Your instructions:
Search the records that follow and extract every line containing the string "surface".

Point localization data:
——

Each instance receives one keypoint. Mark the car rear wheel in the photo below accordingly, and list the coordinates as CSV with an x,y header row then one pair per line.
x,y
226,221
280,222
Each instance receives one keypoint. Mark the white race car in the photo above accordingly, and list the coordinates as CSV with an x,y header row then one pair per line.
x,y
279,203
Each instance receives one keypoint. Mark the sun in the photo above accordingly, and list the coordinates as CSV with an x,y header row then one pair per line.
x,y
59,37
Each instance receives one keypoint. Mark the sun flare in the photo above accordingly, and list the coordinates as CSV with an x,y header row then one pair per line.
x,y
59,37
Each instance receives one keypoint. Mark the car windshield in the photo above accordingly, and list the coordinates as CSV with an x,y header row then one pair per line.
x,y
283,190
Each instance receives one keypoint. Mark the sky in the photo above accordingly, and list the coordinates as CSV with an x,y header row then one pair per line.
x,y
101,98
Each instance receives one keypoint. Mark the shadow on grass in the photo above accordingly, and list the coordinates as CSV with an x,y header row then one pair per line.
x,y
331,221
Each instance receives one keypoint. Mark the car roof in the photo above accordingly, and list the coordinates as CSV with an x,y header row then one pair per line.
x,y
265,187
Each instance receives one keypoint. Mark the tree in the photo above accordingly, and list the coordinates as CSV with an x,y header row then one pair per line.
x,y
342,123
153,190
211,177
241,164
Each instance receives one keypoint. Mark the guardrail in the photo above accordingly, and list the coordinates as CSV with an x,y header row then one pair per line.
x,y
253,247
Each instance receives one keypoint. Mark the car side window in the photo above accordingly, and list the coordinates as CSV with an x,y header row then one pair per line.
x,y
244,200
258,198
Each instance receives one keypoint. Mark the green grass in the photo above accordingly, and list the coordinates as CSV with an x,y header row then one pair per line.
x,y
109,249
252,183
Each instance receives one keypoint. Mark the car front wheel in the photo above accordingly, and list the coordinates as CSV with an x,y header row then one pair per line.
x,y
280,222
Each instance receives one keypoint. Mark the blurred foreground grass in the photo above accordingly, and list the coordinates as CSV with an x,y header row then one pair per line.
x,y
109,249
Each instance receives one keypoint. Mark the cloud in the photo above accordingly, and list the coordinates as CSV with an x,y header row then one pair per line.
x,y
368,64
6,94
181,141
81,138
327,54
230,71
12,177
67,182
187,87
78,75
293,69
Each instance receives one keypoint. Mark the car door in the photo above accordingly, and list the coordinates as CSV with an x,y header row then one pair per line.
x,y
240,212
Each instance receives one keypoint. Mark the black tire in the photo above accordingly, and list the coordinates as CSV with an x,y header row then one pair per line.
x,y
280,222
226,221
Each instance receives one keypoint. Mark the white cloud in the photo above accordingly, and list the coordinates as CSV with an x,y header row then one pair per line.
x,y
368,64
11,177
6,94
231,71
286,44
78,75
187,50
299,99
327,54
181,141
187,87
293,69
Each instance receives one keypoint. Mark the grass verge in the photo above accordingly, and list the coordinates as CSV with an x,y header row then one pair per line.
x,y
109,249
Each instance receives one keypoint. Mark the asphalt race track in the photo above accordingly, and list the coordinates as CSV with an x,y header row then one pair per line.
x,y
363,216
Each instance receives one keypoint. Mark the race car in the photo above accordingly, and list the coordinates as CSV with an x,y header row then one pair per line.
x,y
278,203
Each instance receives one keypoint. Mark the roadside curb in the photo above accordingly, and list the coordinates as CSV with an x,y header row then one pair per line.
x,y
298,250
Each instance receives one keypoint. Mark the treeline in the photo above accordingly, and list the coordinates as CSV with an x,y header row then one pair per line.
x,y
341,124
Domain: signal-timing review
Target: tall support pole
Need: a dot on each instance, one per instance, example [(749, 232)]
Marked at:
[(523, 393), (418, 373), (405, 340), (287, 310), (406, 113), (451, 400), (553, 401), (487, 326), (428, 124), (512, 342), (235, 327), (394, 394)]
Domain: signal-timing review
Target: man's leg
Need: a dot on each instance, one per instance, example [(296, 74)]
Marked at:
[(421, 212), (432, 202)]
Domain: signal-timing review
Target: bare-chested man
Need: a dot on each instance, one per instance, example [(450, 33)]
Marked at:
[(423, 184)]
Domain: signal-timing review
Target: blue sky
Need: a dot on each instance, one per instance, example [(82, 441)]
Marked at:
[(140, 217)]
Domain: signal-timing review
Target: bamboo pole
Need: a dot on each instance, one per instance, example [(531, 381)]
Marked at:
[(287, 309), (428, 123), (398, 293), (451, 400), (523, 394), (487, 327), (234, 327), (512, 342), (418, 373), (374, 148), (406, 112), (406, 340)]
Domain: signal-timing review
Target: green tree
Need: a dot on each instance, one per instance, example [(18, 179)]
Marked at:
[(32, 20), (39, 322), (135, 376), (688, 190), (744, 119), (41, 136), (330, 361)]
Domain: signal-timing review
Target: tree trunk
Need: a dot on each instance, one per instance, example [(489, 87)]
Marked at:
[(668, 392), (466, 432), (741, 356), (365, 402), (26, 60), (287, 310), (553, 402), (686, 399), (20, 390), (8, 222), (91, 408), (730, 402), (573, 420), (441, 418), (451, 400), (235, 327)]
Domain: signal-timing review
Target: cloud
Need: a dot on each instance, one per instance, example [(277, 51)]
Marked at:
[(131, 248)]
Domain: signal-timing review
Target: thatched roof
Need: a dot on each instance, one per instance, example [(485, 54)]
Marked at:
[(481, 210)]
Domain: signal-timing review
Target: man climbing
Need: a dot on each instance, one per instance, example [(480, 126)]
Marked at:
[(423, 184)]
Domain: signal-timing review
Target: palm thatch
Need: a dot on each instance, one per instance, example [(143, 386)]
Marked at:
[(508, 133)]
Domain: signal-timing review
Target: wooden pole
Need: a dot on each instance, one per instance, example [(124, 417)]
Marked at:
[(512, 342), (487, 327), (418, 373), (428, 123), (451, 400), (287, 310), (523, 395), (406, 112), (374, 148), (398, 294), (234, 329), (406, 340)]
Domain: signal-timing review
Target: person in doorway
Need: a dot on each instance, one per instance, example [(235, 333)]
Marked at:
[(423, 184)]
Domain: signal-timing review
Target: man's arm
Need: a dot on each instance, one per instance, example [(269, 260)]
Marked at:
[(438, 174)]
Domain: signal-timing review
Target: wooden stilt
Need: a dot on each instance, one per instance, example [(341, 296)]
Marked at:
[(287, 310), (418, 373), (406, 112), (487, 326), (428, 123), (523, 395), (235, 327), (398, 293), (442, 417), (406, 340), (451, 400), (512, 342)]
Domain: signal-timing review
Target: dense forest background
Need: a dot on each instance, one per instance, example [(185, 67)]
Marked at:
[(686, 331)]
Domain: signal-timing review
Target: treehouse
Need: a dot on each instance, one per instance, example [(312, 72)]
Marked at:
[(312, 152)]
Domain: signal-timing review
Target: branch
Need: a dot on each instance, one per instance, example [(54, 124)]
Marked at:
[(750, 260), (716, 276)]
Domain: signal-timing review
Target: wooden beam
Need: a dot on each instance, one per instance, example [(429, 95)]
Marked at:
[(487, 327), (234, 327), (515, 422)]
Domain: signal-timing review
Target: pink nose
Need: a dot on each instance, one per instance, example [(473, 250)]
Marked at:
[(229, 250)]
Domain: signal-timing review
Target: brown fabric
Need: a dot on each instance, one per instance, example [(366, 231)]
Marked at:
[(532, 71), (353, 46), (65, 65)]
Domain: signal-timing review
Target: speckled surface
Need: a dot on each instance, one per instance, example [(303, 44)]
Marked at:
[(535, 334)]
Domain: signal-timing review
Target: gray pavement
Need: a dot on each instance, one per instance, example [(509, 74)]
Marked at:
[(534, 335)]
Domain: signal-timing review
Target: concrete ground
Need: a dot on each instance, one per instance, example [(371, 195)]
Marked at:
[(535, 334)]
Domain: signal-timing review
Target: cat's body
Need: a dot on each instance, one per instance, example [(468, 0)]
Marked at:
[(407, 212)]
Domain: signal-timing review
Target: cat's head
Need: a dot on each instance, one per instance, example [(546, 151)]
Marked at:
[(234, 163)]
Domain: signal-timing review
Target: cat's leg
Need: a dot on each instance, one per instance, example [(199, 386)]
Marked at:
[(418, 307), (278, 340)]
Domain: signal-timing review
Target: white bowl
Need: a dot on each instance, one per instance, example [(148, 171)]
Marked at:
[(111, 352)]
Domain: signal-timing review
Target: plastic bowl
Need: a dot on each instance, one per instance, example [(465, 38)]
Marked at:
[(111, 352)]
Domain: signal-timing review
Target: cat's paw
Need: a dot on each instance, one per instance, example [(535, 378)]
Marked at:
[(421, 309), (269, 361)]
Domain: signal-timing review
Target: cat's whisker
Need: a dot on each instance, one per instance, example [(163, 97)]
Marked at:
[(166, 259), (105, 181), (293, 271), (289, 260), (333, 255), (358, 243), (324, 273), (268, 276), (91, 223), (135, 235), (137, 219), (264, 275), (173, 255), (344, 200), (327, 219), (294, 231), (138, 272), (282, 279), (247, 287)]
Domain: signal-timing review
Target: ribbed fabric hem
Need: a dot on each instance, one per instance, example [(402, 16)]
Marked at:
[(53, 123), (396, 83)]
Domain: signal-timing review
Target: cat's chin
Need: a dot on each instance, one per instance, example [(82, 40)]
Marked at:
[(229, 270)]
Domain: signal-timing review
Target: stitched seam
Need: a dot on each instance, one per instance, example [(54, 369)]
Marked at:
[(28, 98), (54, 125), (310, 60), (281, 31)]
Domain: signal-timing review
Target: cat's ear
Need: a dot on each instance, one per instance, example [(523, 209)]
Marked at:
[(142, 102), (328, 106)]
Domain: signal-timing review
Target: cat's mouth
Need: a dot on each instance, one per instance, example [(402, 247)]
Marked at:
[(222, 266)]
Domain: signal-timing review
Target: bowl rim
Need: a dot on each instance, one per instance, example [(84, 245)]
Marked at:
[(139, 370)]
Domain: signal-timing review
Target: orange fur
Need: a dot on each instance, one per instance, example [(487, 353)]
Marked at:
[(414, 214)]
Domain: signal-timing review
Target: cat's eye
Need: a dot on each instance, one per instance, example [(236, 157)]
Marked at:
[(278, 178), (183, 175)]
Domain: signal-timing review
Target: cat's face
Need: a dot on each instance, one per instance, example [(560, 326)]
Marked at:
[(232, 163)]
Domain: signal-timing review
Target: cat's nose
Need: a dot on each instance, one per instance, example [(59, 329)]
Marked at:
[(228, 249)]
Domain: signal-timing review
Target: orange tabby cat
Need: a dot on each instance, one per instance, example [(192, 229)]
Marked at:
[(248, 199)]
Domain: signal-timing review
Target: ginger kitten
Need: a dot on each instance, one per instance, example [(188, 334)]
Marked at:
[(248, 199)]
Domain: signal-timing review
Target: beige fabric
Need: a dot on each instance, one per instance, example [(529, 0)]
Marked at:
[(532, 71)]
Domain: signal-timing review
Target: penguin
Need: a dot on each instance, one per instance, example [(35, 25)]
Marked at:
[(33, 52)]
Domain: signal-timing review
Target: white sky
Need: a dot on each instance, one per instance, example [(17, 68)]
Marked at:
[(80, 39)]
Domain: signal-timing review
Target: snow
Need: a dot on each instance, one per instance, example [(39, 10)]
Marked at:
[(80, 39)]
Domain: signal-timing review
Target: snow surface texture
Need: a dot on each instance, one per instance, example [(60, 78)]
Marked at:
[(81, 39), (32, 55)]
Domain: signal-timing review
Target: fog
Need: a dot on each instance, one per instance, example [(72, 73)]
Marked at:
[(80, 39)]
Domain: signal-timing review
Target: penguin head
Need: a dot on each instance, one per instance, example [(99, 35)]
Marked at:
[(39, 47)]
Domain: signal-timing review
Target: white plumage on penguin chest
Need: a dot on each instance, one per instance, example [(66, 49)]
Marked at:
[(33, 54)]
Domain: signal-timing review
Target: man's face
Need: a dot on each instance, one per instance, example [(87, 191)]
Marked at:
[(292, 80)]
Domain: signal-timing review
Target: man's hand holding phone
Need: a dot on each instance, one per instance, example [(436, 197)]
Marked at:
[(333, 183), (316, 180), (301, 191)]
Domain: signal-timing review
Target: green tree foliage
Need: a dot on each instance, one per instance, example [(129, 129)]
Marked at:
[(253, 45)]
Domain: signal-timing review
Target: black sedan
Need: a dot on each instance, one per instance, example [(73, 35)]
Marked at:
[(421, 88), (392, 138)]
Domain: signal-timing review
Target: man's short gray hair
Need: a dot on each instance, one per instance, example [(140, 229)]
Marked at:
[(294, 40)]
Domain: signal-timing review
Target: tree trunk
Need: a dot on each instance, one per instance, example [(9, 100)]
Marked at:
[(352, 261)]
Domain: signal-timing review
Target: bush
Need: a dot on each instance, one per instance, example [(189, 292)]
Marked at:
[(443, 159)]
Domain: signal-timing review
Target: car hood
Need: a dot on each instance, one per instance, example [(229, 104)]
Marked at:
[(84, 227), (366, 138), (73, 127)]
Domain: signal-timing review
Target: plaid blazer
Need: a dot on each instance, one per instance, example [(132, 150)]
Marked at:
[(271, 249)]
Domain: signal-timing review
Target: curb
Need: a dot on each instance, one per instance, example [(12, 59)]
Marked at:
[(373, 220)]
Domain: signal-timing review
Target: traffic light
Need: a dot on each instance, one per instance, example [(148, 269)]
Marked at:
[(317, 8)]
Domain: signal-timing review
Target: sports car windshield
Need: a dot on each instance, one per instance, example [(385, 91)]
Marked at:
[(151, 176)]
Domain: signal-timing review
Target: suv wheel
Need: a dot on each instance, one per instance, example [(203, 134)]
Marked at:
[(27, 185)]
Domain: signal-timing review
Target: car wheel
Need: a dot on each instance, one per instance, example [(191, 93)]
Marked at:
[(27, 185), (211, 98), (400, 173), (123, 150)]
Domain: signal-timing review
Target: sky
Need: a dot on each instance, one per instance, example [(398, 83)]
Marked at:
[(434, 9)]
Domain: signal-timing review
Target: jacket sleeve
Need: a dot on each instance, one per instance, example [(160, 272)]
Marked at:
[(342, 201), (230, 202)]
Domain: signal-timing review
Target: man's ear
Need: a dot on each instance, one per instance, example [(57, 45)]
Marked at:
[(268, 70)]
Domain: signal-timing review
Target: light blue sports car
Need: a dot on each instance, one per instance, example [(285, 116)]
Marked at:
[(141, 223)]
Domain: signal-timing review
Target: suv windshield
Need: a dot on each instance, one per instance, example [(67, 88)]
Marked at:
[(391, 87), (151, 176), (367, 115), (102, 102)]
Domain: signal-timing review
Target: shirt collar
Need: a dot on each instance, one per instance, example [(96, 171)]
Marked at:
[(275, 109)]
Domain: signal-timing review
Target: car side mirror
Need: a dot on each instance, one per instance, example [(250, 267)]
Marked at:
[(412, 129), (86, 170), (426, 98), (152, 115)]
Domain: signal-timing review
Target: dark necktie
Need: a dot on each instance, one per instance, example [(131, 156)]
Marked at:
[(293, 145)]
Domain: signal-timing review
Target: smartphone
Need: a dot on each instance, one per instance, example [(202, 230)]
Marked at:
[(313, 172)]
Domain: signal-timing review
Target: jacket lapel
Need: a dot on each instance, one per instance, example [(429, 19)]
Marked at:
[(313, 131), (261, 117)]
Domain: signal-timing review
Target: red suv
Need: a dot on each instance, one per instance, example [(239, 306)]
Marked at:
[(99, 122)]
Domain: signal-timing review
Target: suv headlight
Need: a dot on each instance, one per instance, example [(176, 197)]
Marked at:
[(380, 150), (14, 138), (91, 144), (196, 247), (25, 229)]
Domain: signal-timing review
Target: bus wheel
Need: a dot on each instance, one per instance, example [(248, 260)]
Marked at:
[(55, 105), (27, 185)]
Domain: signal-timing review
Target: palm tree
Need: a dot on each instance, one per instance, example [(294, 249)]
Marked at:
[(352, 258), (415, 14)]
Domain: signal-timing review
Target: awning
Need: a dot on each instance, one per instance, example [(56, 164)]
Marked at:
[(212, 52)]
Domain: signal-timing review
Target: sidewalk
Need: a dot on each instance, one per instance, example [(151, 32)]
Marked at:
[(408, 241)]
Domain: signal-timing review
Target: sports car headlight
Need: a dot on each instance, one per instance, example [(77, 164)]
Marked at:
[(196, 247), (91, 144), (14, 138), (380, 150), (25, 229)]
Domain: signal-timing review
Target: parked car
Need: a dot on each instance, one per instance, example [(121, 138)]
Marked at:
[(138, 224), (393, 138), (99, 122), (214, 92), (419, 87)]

——

Expected answer:
Target: speckled surface
Target: snow surface texture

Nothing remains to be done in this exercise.